**EXERCISE DESCRIPTION**
Reproduce every line of the listing below, from the line containing "Where can the reflection" through the end of the listing, inclusive. Increase each coordinate in the point answers by 12, but leave the request lines and their sample points unchanged.

(Point annotation listing)
────────

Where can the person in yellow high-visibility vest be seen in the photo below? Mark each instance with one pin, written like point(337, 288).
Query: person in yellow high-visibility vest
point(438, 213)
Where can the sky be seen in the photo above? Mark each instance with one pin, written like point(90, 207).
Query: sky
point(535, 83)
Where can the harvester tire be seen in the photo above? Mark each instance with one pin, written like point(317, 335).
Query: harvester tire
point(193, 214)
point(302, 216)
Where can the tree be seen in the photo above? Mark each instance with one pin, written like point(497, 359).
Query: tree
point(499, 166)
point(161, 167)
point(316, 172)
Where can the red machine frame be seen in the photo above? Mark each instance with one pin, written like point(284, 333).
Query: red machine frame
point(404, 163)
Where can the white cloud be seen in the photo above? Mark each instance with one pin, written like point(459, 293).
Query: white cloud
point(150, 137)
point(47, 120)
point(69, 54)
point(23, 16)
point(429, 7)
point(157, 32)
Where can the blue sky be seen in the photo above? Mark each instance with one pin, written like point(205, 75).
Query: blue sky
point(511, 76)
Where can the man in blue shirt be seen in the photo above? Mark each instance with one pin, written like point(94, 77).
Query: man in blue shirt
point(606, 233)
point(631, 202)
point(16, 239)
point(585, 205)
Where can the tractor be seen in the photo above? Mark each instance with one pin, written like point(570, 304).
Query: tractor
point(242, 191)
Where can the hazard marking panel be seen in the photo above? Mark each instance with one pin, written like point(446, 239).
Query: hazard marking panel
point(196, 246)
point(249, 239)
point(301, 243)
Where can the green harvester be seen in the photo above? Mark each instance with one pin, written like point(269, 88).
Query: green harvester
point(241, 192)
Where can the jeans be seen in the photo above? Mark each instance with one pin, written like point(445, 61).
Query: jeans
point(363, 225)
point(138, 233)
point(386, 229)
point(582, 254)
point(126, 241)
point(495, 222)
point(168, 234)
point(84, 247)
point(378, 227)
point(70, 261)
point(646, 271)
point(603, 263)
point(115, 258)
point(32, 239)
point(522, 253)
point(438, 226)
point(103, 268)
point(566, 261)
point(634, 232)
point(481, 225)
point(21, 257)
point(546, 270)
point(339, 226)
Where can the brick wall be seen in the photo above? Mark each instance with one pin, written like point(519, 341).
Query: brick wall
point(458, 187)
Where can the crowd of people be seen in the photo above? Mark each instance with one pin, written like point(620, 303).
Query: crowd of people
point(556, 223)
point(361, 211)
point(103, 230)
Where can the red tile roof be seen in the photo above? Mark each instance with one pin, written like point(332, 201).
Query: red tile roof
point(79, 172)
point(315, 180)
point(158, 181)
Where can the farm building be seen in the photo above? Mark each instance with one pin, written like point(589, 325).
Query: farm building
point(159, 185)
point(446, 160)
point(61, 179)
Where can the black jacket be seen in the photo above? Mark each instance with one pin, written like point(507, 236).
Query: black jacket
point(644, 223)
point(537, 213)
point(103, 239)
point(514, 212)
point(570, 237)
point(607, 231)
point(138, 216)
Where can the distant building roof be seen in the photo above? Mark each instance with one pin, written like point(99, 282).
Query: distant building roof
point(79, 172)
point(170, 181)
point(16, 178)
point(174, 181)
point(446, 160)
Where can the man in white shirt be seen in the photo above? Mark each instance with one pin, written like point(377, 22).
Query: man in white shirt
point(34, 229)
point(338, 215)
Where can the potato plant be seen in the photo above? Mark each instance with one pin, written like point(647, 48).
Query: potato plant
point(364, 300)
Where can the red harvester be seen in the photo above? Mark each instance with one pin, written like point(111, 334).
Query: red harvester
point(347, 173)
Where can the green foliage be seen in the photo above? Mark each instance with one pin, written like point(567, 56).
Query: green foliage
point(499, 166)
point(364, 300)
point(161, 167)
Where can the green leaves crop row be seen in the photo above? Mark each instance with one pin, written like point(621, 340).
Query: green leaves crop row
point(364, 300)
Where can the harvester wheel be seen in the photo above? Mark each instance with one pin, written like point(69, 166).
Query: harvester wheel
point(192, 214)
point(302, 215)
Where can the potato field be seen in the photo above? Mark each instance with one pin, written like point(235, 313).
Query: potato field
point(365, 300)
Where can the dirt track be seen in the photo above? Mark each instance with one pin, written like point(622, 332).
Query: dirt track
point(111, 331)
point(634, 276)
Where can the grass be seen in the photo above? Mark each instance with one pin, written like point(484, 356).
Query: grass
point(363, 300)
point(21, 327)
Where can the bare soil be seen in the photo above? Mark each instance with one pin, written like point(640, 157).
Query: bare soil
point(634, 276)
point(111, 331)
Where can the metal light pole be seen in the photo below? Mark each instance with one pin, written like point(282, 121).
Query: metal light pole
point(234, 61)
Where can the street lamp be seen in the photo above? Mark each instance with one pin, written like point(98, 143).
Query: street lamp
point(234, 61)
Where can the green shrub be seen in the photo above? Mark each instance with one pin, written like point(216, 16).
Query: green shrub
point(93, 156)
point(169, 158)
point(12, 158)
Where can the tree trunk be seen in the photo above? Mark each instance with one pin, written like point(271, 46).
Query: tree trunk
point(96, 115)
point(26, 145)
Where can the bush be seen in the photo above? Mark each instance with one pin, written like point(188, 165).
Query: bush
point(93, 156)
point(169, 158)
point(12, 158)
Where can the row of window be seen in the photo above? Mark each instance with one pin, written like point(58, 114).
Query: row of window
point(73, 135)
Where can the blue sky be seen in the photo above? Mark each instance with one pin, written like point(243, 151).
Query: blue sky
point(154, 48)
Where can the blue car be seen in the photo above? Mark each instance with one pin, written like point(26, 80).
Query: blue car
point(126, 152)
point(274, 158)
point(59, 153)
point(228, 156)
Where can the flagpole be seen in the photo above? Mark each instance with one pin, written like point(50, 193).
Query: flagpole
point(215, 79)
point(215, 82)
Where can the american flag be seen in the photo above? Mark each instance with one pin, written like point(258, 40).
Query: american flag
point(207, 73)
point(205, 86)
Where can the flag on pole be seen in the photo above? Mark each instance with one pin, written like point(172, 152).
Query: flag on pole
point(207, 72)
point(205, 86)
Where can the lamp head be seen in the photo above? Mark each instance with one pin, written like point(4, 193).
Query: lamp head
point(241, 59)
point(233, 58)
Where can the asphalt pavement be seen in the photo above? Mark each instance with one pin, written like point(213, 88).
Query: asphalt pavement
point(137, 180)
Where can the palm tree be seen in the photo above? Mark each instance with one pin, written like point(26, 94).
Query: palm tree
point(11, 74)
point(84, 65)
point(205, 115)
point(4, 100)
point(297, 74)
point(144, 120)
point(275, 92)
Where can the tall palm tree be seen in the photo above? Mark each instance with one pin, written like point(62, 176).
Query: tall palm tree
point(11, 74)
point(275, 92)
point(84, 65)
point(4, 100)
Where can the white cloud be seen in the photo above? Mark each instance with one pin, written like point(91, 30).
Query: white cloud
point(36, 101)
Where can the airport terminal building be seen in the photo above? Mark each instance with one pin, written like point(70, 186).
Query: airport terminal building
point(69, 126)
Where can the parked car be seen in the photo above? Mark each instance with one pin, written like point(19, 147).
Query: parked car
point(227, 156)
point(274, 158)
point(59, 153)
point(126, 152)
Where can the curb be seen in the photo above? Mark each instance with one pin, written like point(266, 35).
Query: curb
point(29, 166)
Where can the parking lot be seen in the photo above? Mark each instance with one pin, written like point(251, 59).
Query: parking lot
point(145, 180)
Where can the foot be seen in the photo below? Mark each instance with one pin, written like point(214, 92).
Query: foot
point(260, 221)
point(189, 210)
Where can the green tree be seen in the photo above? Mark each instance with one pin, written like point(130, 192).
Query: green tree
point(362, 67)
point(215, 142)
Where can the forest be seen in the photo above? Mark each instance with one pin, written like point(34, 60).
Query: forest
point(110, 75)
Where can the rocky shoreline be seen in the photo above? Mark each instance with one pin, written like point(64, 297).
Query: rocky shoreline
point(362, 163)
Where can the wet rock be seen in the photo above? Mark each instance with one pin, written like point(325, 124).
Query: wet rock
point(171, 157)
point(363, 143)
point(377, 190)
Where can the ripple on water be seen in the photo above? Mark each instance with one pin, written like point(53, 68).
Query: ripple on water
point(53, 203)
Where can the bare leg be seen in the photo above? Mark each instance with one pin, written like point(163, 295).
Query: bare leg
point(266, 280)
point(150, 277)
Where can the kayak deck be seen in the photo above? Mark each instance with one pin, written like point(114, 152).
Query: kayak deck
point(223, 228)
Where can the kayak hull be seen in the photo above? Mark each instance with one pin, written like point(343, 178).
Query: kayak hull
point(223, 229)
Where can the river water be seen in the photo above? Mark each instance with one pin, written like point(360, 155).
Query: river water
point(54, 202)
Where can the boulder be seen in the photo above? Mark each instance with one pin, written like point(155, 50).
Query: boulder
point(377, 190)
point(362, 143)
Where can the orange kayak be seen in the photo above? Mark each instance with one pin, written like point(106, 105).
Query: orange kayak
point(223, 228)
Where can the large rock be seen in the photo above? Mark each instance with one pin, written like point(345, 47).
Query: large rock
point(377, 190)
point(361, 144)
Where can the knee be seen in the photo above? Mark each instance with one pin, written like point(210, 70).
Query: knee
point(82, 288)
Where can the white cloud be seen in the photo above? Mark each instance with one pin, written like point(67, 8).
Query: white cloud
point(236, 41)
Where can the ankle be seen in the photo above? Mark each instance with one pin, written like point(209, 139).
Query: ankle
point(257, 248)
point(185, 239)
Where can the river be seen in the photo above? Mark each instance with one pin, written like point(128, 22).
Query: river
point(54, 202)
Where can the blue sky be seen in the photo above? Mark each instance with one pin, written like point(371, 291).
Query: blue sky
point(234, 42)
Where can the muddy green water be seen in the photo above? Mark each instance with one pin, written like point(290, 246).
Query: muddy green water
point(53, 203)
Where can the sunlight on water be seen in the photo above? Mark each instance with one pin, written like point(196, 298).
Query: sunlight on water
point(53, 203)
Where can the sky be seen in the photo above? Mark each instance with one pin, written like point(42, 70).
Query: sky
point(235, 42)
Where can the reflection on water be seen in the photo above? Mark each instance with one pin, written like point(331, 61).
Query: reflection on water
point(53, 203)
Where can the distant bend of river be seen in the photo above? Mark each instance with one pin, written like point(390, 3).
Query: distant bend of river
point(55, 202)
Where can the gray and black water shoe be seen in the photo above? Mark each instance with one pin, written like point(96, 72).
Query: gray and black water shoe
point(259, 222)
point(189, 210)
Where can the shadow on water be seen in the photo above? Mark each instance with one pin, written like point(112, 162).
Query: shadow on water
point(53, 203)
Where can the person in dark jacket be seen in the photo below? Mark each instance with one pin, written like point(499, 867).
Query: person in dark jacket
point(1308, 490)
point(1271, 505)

────────

**TASK SOLUTION**
Where can the reflection on water be seen in the photo above? Mark each instance with one pin, written like point(331, 61).
Query: reflection on water
point(65, 215)
Where can the distant bend of river be seen in the photo above? Mark each instance with one pin, written like point(390, 3).
Query: distant bend of river
point(67, 214)
Where can the gray and black water shoe be seen in the photo above? Mark each instance with one pin, written like point(96, 72).
Query: gray and black water shoe
point(271, 234)
point(201, 222)
Where can the shadow on water be seen in the photo above? Mark each instance with one pin, written like point(112, 162).
Query: shadow on water
point(65, 215)
Where can the person in dark jacket be seen in the photo below? Mark each instance with one pin, written like point(499, 867).
Query: person in dark jacket
point(1320, 502)
point(1283, 517)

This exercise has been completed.